:: EXERCISE REQUIREMENTS ::
Look through the data and write out every line with the word "below" in it.

☆ ☆ ☆

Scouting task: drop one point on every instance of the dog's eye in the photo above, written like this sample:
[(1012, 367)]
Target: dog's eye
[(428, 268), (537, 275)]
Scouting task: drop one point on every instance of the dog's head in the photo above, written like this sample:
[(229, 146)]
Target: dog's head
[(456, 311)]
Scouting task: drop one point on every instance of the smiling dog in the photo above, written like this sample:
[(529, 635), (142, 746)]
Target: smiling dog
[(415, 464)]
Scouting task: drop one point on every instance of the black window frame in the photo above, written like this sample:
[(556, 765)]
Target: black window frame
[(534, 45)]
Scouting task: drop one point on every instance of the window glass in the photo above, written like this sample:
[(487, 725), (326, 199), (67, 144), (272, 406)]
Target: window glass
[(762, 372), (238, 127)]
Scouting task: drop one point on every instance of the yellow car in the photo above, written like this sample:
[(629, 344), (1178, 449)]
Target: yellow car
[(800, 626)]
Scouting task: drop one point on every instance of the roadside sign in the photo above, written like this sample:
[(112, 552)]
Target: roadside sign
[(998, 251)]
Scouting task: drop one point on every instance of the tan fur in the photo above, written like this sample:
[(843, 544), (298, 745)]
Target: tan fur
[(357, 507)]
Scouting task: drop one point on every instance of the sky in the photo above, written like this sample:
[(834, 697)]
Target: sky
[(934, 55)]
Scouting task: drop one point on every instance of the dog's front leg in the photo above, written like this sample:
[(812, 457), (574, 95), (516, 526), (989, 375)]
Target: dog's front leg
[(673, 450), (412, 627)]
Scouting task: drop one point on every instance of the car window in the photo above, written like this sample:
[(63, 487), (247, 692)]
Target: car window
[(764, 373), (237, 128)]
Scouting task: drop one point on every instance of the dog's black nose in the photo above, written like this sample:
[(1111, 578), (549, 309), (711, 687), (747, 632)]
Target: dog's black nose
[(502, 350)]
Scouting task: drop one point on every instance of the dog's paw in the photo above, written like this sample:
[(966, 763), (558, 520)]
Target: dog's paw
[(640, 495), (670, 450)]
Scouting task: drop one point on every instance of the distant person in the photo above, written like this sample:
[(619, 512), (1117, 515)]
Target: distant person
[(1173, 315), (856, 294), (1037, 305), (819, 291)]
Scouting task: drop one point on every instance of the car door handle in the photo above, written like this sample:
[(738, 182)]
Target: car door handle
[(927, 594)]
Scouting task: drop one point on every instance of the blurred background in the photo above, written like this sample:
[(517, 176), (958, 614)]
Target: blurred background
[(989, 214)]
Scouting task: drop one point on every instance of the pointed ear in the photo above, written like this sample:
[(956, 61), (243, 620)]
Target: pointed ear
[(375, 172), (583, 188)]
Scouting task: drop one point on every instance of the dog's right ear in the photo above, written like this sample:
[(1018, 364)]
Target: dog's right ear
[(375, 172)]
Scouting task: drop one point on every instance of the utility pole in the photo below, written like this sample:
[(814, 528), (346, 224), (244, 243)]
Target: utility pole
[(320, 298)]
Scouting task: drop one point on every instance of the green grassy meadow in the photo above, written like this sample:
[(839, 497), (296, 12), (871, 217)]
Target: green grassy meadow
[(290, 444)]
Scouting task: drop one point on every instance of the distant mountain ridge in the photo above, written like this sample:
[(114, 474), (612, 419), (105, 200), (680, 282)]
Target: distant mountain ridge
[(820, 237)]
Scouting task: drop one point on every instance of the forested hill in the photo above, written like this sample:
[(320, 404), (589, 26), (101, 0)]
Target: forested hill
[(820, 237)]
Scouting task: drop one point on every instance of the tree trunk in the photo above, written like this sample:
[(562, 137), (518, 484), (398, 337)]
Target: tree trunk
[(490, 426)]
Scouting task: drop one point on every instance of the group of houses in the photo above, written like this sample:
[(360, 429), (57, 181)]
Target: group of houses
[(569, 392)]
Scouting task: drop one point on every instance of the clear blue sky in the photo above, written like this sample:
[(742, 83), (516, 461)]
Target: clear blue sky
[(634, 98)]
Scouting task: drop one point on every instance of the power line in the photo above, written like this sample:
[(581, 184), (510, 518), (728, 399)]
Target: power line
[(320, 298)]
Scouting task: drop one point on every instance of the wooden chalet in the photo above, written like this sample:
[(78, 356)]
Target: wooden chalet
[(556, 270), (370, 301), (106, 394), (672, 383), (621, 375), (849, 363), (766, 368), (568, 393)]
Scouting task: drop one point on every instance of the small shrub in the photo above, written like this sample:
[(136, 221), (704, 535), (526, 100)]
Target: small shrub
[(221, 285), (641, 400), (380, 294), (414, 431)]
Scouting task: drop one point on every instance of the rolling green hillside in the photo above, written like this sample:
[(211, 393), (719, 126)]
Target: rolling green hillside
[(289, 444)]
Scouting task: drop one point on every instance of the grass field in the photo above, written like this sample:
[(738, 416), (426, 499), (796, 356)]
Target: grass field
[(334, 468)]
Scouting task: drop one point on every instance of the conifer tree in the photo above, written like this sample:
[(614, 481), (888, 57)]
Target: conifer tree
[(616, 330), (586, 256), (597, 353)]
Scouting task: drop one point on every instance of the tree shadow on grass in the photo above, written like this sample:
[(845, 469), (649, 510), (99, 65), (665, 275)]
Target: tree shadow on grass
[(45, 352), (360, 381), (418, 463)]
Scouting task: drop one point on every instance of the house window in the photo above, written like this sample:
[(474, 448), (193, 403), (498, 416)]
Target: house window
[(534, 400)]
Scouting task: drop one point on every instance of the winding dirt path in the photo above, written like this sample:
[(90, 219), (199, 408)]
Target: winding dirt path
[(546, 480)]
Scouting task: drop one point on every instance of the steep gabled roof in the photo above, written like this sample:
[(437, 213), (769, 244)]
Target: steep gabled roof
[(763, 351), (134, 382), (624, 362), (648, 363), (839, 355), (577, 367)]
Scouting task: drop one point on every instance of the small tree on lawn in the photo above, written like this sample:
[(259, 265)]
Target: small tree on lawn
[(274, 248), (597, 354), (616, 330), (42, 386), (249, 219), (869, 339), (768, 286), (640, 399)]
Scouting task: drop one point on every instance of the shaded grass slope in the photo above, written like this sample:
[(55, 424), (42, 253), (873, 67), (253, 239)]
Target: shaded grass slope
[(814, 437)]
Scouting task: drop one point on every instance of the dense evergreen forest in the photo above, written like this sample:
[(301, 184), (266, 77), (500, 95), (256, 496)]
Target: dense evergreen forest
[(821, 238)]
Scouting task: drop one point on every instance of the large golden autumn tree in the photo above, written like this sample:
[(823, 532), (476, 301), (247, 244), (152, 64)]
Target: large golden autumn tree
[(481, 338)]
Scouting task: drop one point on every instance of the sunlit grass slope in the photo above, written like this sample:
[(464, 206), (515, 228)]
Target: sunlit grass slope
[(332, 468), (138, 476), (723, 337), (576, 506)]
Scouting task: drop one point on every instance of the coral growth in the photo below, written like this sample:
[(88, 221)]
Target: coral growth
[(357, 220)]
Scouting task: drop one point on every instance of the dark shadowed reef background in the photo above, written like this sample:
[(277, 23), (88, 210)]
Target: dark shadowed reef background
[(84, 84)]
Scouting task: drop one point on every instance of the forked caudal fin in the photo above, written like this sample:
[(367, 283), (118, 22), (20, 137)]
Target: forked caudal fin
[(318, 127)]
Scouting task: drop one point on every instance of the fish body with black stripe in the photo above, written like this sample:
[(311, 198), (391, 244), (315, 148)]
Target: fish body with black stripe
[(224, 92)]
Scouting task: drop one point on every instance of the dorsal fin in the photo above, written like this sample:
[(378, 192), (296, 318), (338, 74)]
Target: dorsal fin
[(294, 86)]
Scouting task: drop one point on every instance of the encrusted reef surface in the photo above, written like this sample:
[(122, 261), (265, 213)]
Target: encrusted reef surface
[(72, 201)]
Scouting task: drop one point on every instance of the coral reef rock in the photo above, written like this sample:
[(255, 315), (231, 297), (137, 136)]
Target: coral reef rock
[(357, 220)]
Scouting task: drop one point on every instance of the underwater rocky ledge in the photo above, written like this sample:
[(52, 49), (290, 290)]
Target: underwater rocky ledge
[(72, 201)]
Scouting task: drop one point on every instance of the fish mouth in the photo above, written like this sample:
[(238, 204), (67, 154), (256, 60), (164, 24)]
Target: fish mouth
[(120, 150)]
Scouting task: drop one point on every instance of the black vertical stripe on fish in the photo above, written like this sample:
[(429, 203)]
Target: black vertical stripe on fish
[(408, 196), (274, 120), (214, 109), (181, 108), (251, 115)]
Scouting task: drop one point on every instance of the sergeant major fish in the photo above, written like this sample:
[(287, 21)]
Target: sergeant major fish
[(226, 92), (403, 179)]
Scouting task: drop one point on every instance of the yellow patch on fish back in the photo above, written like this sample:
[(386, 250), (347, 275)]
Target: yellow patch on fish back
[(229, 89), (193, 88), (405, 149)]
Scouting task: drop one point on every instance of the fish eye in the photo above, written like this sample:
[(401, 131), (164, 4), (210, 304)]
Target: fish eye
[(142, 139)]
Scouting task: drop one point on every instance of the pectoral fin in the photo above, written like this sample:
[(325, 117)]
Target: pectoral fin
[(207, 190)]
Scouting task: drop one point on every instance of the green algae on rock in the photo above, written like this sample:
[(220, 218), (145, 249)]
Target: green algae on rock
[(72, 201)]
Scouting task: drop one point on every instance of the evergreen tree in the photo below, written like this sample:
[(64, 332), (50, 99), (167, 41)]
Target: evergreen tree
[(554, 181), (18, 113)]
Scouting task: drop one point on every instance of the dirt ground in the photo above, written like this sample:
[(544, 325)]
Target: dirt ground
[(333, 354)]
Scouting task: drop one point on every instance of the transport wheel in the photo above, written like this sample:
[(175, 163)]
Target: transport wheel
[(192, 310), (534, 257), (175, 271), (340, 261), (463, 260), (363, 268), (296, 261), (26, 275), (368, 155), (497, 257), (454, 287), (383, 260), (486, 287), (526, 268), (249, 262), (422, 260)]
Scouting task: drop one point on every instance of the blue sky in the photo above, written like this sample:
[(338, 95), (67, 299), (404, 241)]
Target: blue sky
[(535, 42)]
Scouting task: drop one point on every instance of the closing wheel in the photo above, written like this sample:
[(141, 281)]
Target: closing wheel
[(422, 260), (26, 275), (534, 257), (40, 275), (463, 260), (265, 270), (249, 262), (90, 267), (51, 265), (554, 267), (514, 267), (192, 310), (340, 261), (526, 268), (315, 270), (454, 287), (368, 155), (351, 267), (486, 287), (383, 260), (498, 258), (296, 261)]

☆ ☆ ☆

:: SOLUTION TO THE PROBLEM ::
Scouting task: drop one point on every instance of the utility pole in the photo below, written like this sample:
Scouting task: drop one point on every instance of the coral growth in the photo below, written like this sample:
Scouting task: drop one point on every instance of the evergreen tree in the photo below, written like this sample:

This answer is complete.